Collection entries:
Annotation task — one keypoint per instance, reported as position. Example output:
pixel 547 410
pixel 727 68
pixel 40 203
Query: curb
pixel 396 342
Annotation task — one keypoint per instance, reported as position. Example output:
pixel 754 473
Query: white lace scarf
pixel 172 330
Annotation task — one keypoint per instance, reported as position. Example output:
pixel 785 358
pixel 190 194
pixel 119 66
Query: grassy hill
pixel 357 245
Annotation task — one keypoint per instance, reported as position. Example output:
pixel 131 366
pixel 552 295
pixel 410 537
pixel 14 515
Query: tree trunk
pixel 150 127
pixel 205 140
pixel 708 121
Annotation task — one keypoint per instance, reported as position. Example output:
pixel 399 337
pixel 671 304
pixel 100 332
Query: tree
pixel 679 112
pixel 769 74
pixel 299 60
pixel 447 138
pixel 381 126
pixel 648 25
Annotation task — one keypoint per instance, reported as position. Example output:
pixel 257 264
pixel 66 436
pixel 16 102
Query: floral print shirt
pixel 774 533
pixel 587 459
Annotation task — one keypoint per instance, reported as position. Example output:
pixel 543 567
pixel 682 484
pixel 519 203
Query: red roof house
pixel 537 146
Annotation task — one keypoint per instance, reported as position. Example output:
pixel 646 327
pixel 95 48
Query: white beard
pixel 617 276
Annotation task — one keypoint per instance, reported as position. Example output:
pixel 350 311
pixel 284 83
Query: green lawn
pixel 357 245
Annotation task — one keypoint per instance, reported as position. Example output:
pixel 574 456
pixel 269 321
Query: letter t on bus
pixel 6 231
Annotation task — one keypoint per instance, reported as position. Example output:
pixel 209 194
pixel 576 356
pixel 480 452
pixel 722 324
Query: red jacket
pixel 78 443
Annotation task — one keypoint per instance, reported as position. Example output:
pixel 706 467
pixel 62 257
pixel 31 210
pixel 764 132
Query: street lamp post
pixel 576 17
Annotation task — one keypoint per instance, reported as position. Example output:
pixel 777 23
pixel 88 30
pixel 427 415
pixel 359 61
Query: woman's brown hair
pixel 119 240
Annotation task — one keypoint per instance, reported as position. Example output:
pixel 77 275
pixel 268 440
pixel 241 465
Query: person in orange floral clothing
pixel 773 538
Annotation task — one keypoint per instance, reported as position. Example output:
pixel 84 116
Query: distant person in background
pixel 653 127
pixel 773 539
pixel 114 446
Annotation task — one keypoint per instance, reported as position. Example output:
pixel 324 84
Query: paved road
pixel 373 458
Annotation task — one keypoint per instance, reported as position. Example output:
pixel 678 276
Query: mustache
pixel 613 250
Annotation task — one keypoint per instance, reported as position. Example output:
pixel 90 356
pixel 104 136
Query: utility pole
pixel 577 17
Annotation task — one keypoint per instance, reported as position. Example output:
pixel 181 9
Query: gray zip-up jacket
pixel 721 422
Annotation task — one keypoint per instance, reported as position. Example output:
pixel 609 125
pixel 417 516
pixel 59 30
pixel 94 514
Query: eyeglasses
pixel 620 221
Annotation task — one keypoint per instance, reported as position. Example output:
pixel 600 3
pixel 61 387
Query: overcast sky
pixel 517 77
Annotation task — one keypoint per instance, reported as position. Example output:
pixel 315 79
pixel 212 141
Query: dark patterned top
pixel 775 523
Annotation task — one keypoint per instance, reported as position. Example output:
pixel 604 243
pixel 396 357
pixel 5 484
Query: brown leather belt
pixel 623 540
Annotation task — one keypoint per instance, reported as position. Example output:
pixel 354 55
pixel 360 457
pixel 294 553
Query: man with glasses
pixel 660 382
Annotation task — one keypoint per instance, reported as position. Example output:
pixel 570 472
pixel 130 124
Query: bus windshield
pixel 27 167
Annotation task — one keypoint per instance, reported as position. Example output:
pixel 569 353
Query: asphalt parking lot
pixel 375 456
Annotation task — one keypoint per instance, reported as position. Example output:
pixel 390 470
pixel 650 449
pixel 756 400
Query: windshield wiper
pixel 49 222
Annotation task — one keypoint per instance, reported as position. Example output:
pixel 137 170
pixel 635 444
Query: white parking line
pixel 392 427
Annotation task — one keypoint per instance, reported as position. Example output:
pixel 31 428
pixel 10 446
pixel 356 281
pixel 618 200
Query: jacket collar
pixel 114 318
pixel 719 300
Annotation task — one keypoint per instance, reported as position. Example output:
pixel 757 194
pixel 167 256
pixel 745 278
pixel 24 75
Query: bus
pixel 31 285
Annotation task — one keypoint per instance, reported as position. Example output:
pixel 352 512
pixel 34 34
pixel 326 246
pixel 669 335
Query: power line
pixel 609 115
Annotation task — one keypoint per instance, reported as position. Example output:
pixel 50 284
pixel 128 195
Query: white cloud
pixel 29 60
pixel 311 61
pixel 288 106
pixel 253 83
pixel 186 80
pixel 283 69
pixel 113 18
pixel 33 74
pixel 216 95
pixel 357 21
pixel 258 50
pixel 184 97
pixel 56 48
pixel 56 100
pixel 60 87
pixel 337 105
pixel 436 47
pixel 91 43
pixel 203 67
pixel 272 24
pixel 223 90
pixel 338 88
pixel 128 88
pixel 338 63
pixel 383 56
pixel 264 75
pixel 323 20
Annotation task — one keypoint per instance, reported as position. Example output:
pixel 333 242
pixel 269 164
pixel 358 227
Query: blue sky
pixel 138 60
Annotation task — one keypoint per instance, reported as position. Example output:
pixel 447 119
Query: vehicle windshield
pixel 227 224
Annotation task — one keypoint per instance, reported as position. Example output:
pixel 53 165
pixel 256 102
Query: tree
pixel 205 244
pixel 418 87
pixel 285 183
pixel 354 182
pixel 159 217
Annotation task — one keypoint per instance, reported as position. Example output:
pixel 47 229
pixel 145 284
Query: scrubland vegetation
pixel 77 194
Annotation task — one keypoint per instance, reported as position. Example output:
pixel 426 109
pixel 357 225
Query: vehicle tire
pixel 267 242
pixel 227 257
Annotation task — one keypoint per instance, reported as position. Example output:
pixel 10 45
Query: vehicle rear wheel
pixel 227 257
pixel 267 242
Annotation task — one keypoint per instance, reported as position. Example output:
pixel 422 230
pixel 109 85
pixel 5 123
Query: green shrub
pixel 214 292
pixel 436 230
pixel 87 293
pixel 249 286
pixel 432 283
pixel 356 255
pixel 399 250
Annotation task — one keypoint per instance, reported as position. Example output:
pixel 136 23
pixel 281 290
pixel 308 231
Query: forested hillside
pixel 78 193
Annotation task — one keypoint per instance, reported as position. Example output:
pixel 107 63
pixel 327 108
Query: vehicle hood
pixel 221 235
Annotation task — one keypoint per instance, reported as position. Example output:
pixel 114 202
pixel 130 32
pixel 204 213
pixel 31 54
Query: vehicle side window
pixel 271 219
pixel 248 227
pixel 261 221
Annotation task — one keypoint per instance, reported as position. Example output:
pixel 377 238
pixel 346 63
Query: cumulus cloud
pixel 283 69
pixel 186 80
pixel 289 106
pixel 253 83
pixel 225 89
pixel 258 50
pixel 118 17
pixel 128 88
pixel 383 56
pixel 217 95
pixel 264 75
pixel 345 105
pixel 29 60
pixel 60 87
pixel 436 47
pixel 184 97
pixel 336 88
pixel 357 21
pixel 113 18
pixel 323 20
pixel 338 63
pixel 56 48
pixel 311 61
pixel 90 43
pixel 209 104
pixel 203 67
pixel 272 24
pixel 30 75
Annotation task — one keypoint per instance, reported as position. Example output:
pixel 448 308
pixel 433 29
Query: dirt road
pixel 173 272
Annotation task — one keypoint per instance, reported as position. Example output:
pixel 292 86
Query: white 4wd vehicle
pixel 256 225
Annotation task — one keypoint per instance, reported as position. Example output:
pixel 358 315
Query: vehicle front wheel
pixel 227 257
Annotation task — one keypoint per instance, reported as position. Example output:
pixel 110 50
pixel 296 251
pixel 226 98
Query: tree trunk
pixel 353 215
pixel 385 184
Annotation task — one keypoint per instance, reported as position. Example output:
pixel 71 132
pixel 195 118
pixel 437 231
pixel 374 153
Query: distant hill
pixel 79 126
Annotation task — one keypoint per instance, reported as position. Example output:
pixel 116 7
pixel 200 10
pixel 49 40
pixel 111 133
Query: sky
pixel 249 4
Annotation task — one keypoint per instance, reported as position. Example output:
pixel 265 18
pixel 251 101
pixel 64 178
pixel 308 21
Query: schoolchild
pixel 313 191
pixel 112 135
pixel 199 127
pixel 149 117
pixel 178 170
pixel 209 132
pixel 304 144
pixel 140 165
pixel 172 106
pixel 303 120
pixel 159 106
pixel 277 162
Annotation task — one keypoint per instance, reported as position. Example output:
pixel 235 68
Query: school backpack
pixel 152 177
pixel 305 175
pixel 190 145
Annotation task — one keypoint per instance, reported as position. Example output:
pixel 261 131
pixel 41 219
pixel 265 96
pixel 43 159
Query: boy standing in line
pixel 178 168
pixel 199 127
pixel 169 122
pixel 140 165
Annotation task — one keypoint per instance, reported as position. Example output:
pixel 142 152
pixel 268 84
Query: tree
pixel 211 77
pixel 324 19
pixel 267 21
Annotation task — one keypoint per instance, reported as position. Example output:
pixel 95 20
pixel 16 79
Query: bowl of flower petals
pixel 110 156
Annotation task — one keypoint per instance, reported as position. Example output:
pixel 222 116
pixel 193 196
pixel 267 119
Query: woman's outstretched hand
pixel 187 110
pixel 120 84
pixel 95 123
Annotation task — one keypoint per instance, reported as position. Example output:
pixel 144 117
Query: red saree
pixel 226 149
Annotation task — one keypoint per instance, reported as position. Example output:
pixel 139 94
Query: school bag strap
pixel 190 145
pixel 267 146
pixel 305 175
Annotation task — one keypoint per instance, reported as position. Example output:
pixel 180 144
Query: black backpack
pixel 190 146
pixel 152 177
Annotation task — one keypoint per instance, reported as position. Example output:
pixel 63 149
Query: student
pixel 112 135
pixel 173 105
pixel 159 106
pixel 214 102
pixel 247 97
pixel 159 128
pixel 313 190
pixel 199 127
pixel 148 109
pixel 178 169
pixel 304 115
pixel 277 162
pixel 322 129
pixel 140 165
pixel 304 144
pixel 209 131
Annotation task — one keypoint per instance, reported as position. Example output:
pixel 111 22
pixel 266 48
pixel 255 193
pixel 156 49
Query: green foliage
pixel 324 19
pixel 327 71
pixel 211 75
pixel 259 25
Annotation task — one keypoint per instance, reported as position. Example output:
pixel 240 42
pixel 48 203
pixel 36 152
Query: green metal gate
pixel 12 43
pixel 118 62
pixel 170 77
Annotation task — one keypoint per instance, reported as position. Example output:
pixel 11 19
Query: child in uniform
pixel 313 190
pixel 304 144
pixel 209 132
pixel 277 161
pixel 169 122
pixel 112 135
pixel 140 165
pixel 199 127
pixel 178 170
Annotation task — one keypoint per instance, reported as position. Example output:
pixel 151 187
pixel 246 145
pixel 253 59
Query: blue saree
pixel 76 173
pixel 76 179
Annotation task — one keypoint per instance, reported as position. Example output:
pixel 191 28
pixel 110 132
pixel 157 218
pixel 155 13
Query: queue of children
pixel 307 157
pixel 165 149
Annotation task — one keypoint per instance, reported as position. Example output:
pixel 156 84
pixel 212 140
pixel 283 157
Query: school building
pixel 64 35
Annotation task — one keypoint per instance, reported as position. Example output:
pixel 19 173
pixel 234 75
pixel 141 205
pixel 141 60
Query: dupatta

EXERCISE.
Start with the line above that contains "pixel 552 295" and stop after the line that contains "pixel 84 116". Output those lines exactly, and only those.

TASK OUTPUT.
pixel 552 295
pixel 410 537
pixel 14 515
Query: tree trunk
pixel 150 127
pixel 205 140
pixel 708 121
Annotation task — one keypoint per instance, reported as position. Example output:
pixel 399 337
pixel 671 304
pixel 100 332
Query: tree
pixel 679 112
pixel 769 74
pixel 299 60
pixel 447 138
pixel 381 126
pixel 648 25
Annotation task — one keypoint per instance, reported as position. Example output:
pixel 257 264
pixel 66 436
pixel 16 102
Query: floral print shirt
pixel 774 533
pixel 587 459
Annotation task — one keypoint per instance, reported as position. Example output:
pixel 543 567
pixel 682 484
pixel 519 203
Query: red roof house
pixel 537 146
Annotation task — one keypoint per instance, reported as position. Example output:
pixel 646 327
pixel 95 48
Query: white beard
pixel 617 276
Annotation task — one keypoint per instance, reported as position. Example output:
pixel 350 311
pixel 284 83
Query: green lawn
pixel 357 245
Annotation task — one keypoint per instance, reported as position. Example output:
pixel 574 456
pixel 269 321
Query: letter t on bus
pixel 6 231
Annotation task — one keypoint per instance, reported as position. Example output:
pixel 209 194
pixel 576 356
pixel 480 452
pixel 722 324
Query: red jacket
pixel 78 443
Annotation task — one keypoint per instance, reported as position. Example output:
pixel 706 467
pixel 62 257
pixel 31 210
pixel 764 132
Query: street lamp post
pixel 576 17
Annotation task — one keypoint per instance, reported as position. Example output:
pixel 777 23
pixel 88 30
pixel 427 415
pixel 359 61
Query: woman's brown hair
pixel 119 240
Annotation task — one keypoint per instance, reported as position. Example output:
pixel 77 275
pixel 268 440
pixel 241 465
Query: person in orange floral clothing
pixel 773 538
Annotation task — one keypoint per instance, reported as position. Example output:
pixel 84 116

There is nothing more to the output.